EXERCISE:
Lines from the top of the listing down to the one with "sample | <point>618,282</point>", inclusive, are to be copied exactly.

THE DATA:

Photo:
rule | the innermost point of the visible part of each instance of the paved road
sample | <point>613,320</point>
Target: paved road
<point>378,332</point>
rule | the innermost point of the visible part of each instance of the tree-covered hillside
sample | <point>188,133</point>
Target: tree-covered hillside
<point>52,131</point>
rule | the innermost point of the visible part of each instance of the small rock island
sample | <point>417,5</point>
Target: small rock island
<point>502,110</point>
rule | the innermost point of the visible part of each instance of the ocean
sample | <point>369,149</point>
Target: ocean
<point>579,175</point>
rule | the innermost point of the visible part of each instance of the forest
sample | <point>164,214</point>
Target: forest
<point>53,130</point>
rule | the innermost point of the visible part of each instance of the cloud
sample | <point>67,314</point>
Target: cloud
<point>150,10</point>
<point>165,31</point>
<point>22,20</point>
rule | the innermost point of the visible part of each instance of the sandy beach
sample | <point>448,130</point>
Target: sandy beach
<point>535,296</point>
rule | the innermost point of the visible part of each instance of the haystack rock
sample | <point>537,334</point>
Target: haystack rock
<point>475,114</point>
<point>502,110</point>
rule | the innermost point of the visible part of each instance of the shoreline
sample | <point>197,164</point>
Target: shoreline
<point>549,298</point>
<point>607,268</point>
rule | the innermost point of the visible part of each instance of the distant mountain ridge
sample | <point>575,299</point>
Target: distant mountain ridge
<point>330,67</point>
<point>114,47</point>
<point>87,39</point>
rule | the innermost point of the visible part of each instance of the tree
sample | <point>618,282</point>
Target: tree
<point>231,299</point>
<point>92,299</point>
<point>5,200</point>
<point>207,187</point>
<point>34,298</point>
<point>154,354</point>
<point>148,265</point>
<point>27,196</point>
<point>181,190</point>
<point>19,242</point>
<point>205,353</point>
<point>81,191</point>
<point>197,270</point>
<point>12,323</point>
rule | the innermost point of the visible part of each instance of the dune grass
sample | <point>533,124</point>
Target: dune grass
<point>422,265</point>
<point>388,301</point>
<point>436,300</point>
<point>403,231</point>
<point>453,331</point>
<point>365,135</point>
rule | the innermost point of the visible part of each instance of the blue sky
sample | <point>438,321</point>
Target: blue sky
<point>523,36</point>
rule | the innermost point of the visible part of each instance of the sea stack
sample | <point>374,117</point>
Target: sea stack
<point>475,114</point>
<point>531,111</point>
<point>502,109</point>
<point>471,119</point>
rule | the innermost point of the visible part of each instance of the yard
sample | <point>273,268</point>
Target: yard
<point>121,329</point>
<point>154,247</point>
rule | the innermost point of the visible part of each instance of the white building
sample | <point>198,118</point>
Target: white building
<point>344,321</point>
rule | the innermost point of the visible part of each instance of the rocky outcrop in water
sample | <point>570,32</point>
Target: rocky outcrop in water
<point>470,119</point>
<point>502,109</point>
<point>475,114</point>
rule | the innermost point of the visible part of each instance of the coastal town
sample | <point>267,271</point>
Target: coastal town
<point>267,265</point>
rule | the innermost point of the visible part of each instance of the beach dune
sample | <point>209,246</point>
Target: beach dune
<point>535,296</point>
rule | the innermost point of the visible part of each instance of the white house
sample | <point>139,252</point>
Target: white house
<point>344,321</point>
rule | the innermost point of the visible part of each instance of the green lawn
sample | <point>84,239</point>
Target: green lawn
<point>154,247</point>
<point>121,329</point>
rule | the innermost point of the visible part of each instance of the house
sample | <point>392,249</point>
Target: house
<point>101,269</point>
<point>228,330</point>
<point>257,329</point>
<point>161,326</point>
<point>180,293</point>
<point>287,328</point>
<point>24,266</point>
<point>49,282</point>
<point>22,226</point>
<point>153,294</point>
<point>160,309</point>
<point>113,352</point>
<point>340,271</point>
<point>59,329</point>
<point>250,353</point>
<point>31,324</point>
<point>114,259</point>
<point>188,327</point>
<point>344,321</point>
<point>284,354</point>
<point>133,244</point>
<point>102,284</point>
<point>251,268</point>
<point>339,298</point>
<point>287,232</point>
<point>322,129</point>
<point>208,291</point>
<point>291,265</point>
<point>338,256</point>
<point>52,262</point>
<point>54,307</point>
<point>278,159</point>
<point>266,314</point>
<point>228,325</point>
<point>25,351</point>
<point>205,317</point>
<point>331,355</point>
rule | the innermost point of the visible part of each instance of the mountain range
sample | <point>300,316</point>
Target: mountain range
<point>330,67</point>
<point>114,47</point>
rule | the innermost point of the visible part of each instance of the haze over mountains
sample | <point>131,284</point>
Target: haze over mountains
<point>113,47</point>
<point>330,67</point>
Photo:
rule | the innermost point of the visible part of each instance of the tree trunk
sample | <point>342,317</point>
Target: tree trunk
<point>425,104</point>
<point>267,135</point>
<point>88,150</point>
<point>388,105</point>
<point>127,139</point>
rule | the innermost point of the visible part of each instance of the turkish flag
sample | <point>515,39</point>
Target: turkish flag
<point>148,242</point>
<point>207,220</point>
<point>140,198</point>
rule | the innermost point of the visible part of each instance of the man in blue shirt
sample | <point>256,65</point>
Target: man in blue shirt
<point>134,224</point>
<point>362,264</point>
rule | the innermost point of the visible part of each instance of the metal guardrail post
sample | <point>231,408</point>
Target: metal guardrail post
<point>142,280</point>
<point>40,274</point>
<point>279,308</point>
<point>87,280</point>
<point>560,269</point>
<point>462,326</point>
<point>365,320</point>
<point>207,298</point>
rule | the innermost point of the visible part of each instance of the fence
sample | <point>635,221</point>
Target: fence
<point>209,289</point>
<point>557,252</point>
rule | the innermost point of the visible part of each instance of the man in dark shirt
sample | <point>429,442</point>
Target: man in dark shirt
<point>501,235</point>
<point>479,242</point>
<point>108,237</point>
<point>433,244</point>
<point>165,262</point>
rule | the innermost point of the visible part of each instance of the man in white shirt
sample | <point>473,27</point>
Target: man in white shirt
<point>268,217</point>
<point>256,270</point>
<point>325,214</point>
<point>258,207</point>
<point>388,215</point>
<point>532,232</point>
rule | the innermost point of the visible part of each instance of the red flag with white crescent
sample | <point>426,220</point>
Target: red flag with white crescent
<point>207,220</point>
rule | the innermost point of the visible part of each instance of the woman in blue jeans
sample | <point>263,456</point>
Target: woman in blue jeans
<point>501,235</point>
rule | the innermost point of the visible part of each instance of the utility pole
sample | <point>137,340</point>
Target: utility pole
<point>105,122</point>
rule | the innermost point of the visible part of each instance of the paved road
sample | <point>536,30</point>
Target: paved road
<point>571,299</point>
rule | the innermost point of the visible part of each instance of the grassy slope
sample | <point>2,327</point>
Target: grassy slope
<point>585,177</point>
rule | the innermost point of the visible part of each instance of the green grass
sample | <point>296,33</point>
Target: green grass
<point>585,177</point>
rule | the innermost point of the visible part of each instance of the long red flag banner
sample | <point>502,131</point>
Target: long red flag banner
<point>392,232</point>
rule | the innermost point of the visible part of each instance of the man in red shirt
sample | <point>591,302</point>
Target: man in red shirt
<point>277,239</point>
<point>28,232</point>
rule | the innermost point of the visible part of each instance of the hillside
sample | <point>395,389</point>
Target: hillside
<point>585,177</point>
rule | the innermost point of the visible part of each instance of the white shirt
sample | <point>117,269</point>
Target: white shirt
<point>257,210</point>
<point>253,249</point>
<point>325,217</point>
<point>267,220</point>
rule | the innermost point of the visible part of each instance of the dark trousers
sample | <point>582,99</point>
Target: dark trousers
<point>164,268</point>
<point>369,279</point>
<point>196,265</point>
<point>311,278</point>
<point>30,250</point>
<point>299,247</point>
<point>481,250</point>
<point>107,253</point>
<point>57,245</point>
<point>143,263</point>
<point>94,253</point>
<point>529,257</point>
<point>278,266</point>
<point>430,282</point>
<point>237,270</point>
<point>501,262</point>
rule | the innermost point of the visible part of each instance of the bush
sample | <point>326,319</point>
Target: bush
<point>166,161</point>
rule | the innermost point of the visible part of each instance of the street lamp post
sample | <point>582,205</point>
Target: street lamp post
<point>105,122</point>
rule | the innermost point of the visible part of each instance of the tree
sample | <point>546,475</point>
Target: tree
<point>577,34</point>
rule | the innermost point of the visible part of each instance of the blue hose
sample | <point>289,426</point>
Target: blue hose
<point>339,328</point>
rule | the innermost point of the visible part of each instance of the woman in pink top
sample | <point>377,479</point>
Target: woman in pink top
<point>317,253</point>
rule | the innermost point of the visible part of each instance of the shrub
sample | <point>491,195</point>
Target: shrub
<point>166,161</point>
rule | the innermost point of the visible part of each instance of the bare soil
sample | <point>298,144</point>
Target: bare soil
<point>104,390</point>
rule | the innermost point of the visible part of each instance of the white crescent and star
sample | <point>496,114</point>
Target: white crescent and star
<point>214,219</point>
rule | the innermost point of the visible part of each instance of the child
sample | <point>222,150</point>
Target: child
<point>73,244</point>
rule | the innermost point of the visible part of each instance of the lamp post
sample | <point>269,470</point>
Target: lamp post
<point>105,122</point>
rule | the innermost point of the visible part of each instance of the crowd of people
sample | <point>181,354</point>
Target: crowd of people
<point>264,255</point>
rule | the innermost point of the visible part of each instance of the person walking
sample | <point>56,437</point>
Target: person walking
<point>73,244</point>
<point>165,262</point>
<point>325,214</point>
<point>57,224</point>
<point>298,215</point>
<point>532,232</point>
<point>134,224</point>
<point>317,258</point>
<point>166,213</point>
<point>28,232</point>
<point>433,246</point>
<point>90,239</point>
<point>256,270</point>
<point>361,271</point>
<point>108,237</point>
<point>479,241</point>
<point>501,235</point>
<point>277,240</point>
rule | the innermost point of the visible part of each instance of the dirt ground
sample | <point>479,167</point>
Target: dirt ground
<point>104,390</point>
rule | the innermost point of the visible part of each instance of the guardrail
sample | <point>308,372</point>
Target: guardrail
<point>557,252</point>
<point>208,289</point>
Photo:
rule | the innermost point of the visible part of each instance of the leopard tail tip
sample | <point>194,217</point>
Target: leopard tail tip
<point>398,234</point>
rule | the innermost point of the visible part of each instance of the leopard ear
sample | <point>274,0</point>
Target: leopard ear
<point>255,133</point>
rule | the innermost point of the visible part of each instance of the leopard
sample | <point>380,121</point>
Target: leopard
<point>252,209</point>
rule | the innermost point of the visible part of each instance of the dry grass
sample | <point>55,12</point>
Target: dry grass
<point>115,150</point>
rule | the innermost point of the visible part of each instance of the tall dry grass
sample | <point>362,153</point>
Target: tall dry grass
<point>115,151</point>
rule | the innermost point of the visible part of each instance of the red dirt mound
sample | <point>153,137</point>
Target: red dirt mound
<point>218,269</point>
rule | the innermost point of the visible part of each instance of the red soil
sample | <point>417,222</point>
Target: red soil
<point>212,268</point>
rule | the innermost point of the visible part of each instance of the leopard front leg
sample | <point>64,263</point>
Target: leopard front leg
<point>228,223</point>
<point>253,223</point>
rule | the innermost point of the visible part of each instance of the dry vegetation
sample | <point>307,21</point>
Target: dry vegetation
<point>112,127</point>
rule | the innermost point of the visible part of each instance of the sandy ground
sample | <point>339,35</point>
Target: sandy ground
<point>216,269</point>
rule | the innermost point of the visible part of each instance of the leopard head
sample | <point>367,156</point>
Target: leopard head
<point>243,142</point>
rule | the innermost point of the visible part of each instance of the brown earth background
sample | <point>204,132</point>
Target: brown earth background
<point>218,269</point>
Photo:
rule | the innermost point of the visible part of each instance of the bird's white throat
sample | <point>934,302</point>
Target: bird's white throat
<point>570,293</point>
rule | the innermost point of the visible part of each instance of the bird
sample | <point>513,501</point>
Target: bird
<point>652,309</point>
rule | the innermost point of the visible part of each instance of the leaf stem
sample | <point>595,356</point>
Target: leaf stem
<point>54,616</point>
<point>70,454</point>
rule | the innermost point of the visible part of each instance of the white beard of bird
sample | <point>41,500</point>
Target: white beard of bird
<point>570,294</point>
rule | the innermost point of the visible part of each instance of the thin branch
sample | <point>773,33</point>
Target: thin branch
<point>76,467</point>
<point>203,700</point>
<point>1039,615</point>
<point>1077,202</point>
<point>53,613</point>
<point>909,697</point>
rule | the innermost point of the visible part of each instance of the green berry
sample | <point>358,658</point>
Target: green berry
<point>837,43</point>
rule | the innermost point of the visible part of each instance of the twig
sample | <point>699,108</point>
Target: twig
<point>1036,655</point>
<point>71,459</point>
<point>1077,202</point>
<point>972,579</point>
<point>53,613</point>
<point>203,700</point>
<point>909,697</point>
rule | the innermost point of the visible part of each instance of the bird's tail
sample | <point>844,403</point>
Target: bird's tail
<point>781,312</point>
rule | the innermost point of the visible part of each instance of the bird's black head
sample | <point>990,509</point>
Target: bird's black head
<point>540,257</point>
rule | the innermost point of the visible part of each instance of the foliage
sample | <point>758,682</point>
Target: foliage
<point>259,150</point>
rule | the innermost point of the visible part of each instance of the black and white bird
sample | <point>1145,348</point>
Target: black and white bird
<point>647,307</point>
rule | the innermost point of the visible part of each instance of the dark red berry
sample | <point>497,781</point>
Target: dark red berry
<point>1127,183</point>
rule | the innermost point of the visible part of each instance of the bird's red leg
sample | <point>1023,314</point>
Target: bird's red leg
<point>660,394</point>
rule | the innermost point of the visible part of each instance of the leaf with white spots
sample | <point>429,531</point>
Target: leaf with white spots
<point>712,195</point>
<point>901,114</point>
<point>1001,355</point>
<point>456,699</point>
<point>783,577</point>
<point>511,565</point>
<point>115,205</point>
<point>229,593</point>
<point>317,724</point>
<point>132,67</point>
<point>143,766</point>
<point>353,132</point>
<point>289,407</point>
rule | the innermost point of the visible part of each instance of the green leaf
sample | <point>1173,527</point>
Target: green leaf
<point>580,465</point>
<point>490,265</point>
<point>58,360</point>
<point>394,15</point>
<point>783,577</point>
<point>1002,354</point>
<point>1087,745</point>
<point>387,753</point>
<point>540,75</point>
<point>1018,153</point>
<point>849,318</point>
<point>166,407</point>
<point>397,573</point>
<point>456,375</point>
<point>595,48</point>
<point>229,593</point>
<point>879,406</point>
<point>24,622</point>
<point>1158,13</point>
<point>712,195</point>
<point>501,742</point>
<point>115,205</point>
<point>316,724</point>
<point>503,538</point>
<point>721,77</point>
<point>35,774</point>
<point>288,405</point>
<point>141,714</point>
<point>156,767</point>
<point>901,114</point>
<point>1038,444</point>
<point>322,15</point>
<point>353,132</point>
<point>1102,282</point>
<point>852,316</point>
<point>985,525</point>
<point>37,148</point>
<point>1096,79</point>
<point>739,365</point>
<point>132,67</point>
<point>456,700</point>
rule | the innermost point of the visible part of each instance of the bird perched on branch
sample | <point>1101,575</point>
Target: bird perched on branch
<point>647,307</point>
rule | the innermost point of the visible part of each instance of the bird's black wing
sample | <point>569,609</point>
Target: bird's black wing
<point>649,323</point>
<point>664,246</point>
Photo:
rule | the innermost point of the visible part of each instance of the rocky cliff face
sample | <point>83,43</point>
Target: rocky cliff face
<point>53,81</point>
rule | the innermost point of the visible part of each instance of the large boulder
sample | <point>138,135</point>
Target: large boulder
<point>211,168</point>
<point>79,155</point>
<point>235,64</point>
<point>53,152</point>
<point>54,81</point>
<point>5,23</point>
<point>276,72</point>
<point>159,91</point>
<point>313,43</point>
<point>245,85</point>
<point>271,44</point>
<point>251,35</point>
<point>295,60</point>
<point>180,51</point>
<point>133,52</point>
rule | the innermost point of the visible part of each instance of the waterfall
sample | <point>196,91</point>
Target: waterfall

ANSWER TO THIS PROBLEM:
Photo:
rule | the innermost point of the visible part of each instance of the paved road
sample | <point>613,320</point>
Target: paved road
<point>378,332</point>
rule | the innermost point of the visible part of each instance of the tree-covered hillside
sample | <point>188,133</point>
Target: tree-covered hillside
<point>52,131</point>
rule | the innermost point of the visible part of each instance of the small rock island
sample | <point>417,5</point>
Target: small rock island
<point>502,110</point>
rule | the innermost point of the visible part of each instance of the ocean
sample | <point>369,149</point>
Target: ocean
<point>579,175</point>
rule | the innermost point of the visible part of each instance of the forest
sample | <point>164,214</point>
Target: forest
<point>53,130</point>
rule | the innermost point of the visible part of each instance of the cloud
sample | <point>67,314</point>
Target: cloud
<point>150,10</point>
<point>165,31</point>
<point>22,20</point>
rule | the innermost point of the visible part of each instance of the sandy beach
sample | <point>448,130</point>
Target: sandy beach
<point>535,296</point>
rule | the innermost point of the visible part of each instance of the haystack rock
sample | <point>537,334</point>
Target: haystack rock
<point>475,114</point>
<point>502,110</point>
rule | the innermost point of the visible part of each instance of the shoreline
sample | <point>197,164</point>
Target: shoreline
<point>549,298</point>
<point>607,268</point>
rule | the innermost point of the visible part of each instance of the distant mountain ridge
sample | <point>575,299</point>
Target: distant mountain ridge
<point>330,67</point>
<point>114,47</point>
<point>87,39</point>
rule | the innermost point of the visible part of each instance of the tree
sample | <point>618,282</point>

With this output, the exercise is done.